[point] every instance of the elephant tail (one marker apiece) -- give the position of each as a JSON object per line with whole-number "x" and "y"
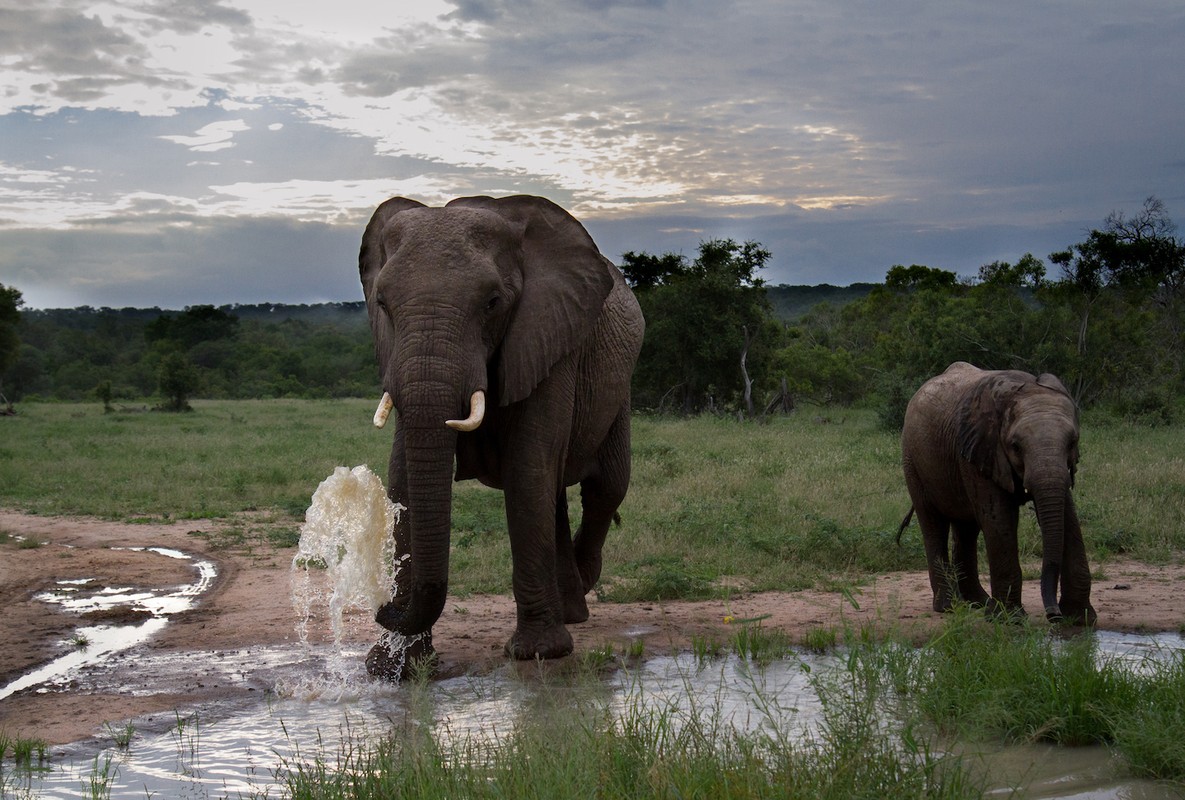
{"x": 904, "y": 524}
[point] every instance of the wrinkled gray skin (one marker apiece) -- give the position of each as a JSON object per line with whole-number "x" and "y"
{"x": 508, "y": 296}
{"x": 977, "y": 446}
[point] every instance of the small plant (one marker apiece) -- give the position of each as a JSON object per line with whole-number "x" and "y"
{"x": 705, "y": 650}
{"x": 819, "y": 640}
{"x": 27, "y": 753}
{"x": 597, "y": 659}
{"x": 97, "y": 785}
{"x": 122, "y": 736}
{"x": 761, "y": 645}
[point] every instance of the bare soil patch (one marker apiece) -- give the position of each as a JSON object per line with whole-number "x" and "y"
{"x": 250, "y": 606}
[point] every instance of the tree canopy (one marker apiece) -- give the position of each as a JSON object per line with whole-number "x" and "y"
{"x": 1106, "y": 314}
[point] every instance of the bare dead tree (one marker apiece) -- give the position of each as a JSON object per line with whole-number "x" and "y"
{"x": 744, "y": 372}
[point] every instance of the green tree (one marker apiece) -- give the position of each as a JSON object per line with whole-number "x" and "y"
{"x": 1125, "y": 288}
{"x": 178, "y": 382}
{"x": 11, "y": 301}
{"x": 644, "y": 270}
{"x": 708, "y": 326}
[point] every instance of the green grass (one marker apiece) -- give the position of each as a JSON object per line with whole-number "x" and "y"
{"x": 638, "y": 750}
{"x": 715, "y": 506}
{"x": 1017, "y": 683}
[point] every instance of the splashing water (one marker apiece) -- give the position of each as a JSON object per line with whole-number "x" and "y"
{"x": 346, "y": 560}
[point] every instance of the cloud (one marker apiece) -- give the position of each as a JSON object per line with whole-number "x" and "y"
{"x": 844, "y": 138}
{"x": 213, "y": 136}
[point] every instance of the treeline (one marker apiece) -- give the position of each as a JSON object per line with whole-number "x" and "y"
{"x": 1106, "y": 314}
{"x": 203, "y": 351}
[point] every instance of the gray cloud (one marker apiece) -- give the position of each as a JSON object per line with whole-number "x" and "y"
{"x": 844, "y": 138}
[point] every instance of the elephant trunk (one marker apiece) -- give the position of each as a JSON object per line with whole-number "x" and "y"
{"x": 429, "y": 448}
{"x": 1050, "y": 499}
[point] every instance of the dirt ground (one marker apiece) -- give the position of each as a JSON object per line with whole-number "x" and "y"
{"x": 250, "y": 606}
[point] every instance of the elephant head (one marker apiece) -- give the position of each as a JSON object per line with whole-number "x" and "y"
{"x": 471, "y": 306}
{"x": 1022, "y": 434}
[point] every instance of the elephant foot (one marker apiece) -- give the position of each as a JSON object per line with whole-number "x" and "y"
{"x": 548, "y": 642}
{"x": 397, "y": 658}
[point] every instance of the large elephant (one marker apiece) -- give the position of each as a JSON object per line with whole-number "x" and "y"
{"x": 977, "y": 446}
{"x": 507, "y": 298}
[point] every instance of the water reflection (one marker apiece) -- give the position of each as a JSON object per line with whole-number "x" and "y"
{"x": 226, "y": 752}
{"x": 98, "y": 642}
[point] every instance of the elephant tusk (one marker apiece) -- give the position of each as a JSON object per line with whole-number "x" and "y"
{"x": 384, "y": 409}
{"x": 476, "y": 414}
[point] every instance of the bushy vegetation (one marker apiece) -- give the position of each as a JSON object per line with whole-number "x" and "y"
{"x": 245, "y": 352}
{"x": 1110, "y": 324}
{"x": 713, "y": 507}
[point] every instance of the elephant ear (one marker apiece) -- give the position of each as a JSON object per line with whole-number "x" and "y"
{"x": 371, "y": 257}
{"x": 980, "y": 420}
{"x": 565, "y": 281}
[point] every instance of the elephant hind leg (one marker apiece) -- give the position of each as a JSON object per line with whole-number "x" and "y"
{"x": 966, "y": 563}
{"x": 943, "y": 575}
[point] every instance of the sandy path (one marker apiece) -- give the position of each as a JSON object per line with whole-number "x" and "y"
{"x": 250, "y": 606}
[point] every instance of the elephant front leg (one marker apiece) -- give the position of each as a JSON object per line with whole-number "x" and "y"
{"x": 1004, "y": 558}
{"x": 1075, "y": 600}
{"x": 568, "y": 576}
{"x": 539, "y": 631}
{"x": 601, "y": 496}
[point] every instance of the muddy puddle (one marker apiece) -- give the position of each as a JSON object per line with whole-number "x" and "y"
{"x": 319, "y": 699}
{"x": 298, "y": 702}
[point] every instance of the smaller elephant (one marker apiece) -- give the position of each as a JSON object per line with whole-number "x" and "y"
{"x": 978, "y": 445}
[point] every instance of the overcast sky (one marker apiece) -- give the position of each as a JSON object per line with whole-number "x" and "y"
{"x": 180, "y": 152}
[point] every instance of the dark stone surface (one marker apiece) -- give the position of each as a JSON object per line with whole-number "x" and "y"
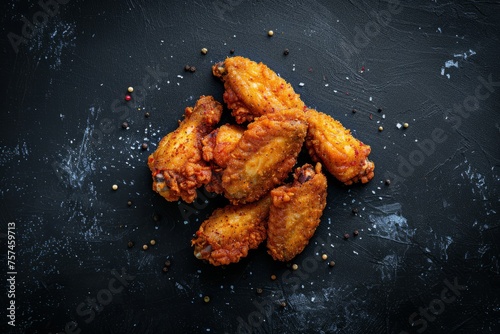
{"x": 427, "y": 250}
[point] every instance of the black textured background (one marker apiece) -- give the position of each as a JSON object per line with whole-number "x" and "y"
{"x": 62, "y": 148}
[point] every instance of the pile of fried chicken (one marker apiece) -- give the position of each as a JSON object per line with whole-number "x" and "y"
{"x": 248, "y": 163}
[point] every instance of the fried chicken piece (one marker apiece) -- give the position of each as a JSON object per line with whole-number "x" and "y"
{"x": 231, "y": 232}
{"x": 219, "y": 143}
{"x": 177, "y": 166}
{"x": 344, "y": 156}
{"x": 217, "y": 146}
{"x": 295, "y": 212}
{"x": 252, "y": 89}
{"x": 265, "y": 154}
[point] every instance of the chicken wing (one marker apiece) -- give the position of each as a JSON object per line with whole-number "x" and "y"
{"x": 177, "y": 166}
{"x": 217, "y": 146}
{"x": 264, "y": 156}
{"x": 252, "y": 89}
{"x": 344, "y": 156}
{"x": 230, "y": 232}
{"x": 295, "y": 212}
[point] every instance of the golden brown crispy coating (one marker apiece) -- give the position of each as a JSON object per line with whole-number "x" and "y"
{"x": 217, "y": 146}
{"x": 231, "y": 232}
{"x": 264, "y": 156}
{"x": 295, "y": 212}
{"x": 177, "y": 166}
{"x": 252, "y": 89}
{"x": 344, "y": 156}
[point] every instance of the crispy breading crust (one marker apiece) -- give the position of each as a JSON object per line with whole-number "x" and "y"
{"x": 217, "y": 146}
{"x": 177, "y": 166}
{"x": 295, "y": 212}
{"x": 231, "y": 232}
{"x": 265, "y": 154}
{"x": 252, "y": 89}
{"x": 344, "y": 156}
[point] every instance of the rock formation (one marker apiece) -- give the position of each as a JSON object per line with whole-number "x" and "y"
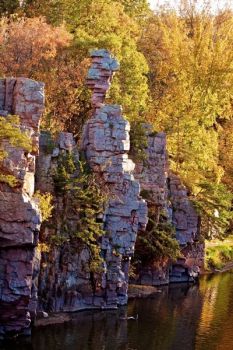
{"x": 106, "y": 143}
{"x": 58, "y": 274}
{"x": 170, "y": 196}
{"x": 19, "y": 213}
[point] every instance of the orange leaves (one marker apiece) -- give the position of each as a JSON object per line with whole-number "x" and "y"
{"x": 27, "y": 44}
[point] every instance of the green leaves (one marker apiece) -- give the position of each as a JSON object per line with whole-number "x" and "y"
{"x": 10, "y": 132}
{"x": 75, "y": 182}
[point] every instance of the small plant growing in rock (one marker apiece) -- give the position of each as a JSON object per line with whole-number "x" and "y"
{"x": 45, "y": 204}
{"x": 75, "y": 182}
{"x": 10, "y": 131}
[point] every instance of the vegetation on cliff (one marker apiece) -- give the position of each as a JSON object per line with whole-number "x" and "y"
{"x": 176, "y": 72}
{"x": 10, "y": 133}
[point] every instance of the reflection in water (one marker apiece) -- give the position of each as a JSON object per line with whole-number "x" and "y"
{"x": 179, "y": 318}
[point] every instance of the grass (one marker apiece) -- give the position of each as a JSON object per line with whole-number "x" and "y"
{"x": 218, "y": 254}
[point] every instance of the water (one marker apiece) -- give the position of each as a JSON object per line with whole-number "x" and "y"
{"x": 178, "y": 318}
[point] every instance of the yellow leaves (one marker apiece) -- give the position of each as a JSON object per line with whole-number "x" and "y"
{"x": 27, "y": 43}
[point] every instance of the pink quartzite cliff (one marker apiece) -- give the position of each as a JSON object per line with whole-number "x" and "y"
{"x": 19, "y": 214}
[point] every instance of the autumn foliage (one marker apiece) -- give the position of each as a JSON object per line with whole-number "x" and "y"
{"x": 176, "y": 72}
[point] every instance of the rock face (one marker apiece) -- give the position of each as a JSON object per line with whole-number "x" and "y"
{"x": 58, "y": 279}
{"x": 65, "y": 283}
{"x": 186, "y": 222}
{"x": 170, "y": 196}
{"x": 19, "y": 213}
{"x": 106, "y": 143}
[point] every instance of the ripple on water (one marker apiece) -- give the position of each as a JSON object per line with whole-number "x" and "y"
{"x": 179, "y": 318}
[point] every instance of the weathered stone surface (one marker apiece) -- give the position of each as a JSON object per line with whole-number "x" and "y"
{"x": 168, "y": 194}
{"x": 100, "y": 75}
{"x": 106, "y": 143}
{"x": 19, "y": 213}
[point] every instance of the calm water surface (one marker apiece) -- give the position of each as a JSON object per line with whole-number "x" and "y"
{"x": 178, "y": 318}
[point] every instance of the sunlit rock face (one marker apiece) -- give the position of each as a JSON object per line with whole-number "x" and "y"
{"x": 106, "y": 145}
{"x": 186, "y": 223}
{"x": 169, "y": 196}
{"x": 19, "y": 214}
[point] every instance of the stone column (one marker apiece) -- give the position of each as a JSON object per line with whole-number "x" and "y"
{"x": 19, "y": 213}
{"x": 106, "y": 144}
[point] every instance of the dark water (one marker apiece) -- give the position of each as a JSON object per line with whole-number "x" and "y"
{"x": 178, "y": 318}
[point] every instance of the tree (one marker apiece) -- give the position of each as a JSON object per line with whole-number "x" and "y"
{"x": 190, "y": 60}
{"x": 32, "y": 48}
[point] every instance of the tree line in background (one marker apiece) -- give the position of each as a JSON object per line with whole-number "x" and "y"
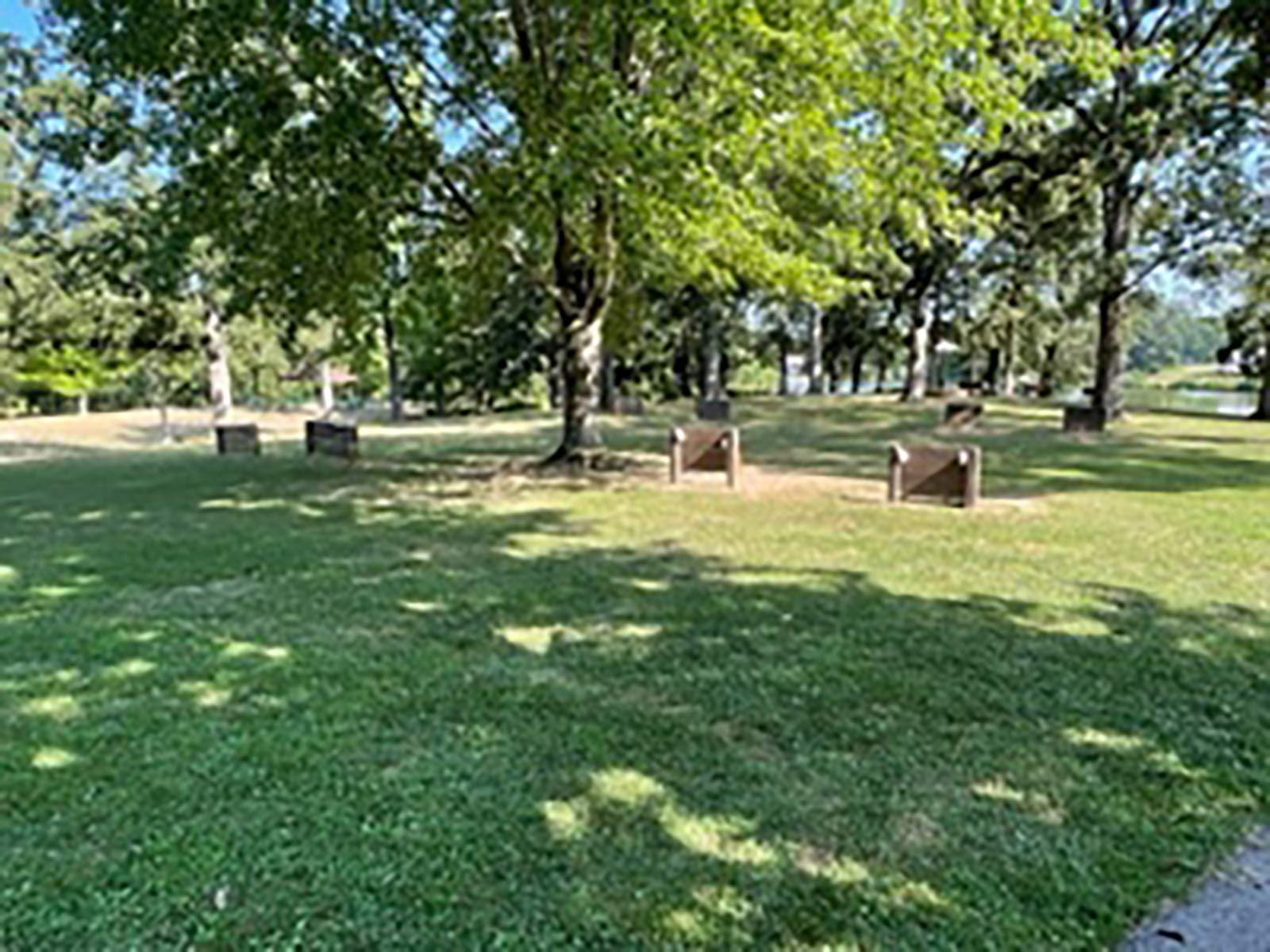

● Problem to work on
Only the lines from the one containing "[point] every instance of the calm" through the last line of the records above should be repeated, exactly and without pictures.

● Answer space
[point] every instance of the calm water surface (one marker apiece) -- give the position of each as a JSON object per line with whole-number "x" and "y"
{"x": 178, "y": 318}
[point] every instance of the sunlit rock face (one marker apiece) -- give the position of each as a JSON object per line with whole-number "x" and "y"
{"x": 106, "y": 145}
{"x": 186, "y": 223}
{"x": 169, "y": 196}
{"x": 19, "y": 214}
[point] every instance of the stone column (one marker apiece) -- give the position of each as a JSON object per line with whole-number "x" and "y"
{"x": 19, "y": 213}
{"x": 106, "y": 144}
[point] every instance of the dark water (one marker apiece) -- give the position of each as a JSON object per line with whole-number "x" and "y"
{"x": 178, "y": 318}
[point] every instance of the tree (one marker apiece) -- give the position of each as a JSON object per line with whole-number "x" and "y"
{"x": 190, "y": 60}
{"x": 32, "y": 48}
[point] every instance of the tree line in background (one marker apiece) -- give the position of each as a JSON object per line with whole-number "x" and "y"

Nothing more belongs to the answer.